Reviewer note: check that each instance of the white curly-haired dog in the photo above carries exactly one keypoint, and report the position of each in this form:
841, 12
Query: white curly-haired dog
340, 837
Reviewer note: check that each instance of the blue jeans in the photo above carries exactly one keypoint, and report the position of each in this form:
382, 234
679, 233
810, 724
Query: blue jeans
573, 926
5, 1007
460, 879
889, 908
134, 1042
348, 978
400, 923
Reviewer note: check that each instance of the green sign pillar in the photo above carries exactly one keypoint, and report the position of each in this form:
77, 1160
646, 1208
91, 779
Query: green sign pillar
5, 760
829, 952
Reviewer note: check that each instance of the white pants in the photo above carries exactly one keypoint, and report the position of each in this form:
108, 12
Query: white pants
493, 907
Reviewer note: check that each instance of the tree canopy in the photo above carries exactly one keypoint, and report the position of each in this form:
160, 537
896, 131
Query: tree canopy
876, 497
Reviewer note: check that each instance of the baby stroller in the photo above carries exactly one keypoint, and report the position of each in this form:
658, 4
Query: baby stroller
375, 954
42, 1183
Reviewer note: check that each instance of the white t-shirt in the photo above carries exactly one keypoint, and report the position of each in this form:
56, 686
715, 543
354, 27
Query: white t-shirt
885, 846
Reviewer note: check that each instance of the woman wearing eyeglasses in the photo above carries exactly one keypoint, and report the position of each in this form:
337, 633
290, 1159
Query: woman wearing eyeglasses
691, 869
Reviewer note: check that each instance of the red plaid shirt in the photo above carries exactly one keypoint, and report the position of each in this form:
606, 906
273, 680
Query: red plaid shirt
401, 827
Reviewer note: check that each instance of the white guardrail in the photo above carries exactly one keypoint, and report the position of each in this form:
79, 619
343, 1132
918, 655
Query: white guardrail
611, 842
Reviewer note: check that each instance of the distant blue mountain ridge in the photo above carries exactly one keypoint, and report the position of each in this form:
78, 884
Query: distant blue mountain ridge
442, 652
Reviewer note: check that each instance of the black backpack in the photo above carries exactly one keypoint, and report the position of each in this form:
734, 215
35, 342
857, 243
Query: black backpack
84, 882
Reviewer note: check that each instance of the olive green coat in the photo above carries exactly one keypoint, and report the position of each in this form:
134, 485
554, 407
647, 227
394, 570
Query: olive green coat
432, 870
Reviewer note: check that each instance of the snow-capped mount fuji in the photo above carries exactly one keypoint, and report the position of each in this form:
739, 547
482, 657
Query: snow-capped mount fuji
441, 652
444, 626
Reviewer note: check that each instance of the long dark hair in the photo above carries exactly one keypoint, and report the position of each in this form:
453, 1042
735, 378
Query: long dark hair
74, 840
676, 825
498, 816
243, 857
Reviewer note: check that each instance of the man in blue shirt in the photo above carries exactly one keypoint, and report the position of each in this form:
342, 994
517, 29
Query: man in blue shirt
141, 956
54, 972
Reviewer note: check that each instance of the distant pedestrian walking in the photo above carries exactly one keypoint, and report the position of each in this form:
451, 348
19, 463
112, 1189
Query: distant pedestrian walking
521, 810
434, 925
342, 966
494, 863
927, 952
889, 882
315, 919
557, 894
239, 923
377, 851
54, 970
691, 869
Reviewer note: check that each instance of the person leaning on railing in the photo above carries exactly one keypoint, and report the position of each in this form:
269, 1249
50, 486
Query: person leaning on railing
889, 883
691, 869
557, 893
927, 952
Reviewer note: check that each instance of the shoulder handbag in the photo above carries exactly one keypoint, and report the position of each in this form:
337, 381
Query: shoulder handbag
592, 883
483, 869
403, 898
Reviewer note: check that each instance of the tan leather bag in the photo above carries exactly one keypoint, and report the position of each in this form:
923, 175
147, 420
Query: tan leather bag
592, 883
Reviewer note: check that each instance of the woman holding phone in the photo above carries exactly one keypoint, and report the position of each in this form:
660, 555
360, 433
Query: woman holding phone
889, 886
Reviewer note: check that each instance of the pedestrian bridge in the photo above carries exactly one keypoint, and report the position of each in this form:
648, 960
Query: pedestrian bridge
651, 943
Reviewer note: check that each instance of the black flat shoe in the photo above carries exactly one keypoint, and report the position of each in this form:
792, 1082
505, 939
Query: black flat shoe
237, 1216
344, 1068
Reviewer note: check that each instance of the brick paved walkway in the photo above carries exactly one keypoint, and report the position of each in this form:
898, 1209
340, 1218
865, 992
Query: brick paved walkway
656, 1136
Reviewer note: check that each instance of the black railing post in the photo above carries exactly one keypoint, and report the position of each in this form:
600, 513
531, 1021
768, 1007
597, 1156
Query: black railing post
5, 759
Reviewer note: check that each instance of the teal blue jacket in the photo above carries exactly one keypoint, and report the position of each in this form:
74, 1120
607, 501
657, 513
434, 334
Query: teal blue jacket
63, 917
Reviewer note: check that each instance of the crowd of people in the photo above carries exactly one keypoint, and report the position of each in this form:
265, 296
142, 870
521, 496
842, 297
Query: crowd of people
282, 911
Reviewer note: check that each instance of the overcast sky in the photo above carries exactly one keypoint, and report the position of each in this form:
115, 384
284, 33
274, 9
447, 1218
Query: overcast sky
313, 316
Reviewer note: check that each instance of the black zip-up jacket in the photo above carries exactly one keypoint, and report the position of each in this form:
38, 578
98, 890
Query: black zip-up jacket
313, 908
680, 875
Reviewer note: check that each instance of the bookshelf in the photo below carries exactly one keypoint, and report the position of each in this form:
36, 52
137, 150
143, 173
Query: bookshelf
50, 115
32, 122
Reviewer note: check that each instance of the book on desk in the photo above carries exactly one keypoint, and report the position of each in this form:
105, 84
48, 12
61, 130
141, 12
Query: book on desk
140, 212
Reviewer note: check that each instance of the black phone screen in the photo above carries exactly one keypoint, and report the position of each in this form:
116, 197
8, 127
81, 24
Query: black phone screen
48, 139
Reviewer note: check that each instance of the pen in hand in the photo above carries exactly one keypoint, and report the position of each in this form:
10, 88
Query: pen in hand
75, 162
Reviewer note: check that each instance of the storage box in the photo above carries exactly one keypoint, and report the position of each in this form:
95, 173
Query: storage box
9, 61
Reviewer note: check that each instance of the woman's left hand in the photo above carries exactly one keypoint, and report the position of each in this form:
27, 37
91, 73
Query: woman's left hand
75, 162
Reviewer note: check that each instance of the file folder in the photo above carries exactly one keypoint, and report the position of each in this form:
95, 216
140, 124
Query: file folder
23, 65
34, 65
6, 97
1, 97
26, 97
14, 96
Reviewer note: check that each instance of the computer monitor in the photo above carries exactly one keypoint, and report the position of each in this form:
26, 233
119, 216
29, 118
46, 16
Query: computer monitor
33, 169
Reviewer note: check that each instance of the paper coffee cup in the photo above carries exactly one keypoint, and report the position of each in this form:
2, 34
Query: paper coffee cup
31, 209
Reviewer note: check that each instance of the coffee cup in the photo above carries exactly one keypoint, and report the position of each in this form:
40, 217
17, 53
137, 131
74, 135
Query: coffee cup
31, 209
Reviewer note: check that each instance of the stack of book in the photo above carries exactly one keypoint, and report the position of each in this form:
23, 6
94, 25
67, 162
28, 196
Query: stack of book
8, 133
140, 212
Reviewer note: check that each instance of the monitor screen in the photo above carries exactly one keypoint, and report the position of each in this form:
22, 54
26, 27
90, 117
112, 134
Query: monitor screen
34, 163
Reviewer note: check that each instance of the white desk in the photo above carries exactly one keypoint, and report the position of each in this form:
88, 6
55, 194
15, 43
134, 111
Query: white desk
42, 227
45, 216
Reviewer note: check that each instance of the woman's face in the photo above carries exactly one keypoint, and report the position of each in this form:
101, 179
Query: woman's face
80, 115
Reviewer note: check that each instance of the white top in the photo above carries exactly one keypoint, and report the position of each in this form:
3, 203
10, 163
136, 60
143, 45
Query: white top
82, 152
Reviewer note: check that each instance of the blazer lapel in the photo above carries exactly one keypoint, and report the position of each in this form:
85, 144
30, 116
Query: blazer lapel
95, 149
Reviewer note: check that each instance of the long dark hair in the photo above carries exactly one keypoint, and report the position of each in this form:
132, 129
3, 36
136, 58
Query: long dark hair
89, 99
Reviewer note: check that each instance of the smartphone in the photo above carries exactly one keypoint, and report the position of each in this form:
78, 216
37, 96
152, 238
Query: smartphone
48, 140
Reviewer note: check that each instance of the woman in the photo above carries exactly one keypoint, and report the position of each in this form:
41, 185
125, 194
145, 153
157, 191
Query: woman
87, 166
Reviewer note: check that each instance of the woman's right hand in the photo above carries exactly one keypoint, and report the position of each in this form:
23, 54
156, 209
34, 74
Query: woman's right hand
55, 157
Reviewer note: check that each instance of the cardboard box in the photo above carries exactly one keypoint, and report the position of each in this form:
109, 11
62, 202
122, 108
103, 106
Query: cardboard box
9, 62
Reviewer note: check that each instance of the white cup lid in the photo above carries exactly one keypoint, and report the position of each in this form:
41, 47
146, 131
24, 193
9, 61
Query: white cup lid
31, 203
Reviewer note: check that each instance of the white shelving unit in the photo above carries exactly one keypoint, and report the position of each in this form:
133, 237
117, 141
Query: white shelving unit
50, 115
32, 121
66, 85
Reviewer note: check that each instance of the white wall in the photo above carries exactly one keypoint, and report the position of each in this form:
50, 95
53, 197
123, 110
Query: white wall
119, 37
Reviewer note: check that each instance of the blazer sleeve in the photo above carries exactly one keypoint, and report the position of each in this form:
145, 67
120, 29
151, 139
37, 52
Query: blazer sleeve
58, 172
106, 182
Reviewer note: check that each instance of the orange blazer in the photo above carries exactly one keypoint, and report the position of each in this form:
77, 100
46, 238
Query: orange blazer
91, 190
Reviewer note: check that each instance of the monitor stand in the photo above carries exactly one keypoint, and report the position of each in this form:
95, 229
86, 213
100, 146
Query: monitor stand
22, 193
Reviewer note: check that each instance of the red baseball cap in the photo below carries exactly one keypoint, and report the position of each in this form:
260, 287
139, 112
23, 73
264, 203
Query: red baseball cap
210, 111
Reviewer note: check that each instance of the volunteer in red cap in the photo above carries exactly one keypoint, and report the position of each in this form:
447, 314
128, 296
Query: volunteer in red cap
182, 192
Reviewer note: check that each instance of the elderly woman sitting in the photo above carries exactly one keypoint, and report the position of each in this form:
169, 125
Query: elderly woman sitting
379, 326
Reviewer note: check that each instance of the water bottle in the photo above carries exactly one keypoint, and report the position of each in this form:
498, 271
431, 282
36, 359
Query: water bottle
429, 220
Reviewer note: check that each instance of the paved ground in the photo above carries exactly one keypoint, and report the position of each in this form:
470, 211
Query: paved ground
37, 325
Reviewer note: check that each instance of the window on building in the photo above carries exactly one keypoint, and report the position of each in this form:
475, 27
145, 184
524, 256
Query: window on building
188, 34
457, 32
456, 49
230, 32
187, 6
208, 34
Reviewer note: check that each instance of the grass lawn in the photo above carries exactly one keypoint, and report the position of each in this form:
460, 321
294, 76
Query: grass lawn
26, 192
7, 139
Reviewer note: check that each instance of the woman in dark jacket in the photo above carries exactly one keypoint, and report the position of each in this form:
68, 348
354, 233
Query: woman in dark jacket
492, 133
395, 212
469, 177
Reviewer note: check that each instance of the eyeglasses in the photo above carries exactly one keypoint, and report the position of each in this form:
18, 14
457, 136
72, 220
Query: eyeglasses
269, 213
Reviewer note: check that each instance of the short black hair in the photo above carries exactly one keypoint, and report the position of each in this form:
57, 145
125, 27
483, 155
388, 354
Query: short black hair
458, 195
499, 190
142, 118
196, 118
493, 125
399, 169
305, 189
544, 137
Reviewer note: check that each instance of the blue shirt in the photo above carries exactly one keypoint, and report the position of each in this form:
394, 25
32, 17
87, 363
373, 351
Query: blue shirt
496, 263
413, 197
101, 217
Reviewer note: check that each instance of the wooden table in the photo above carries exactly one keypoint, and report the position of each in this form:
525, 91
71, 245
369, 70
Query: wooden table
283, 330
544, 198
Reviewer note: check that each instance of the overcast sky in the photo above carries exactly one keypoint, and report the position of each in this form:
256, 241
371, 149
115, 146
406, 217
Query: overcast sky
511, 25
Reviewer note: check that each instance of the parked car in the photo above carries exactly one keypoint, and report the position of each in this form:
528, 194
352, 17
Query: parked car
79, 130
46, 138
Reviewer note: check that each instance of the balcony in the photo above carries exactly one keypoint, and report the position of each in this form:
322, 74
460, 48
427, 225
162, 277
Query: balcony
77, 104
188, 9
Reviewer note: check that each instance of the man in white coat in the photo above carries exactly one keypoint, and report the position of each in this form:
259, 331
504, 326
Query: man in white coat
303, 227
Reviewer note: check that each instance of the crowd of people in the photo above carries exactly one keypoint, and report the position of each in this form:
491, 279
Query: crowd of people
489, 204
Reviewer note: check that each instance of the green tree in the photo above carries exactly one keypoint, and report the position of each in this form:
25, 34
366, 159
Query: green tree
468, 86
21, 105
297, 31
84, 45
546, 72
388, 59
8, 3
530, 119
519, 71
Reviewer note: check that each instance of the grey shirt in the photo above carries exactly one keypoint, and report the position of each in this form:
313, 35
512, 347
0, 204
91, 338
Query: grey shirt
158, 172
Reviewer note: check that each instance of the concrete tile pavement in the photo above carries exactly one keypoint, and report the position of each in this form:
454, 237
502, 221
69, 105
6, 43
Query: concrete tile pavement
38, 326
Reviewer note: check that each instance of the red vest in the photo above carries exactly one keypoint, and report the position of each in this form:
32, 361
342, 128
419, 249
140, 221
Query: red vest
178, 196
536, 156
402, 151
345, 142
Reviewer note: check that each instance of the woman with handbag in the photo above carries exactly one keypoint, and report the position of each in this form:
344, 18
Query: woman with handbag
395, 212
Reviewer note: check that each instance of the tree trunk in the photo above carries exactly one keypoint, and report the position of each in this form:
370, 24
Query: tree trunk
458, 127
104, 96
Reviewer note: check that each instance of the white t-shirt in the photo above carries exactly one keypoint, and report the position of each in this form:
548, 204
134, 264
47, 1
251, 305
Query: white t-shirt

◆ ◆ ◆ ◆ ◆

*Work task:*
Copy each line of the entries that includes the word "below".

*Answer to this problem:*
Reviewer note: check that each instance of the bookshelf in the photo below carries exactly one keypoint, and report the position of each in this form:
Reviewer note: check that each instance of the red baseball cap in the photo below carries exactly one keypoint, and report the position of each in this form:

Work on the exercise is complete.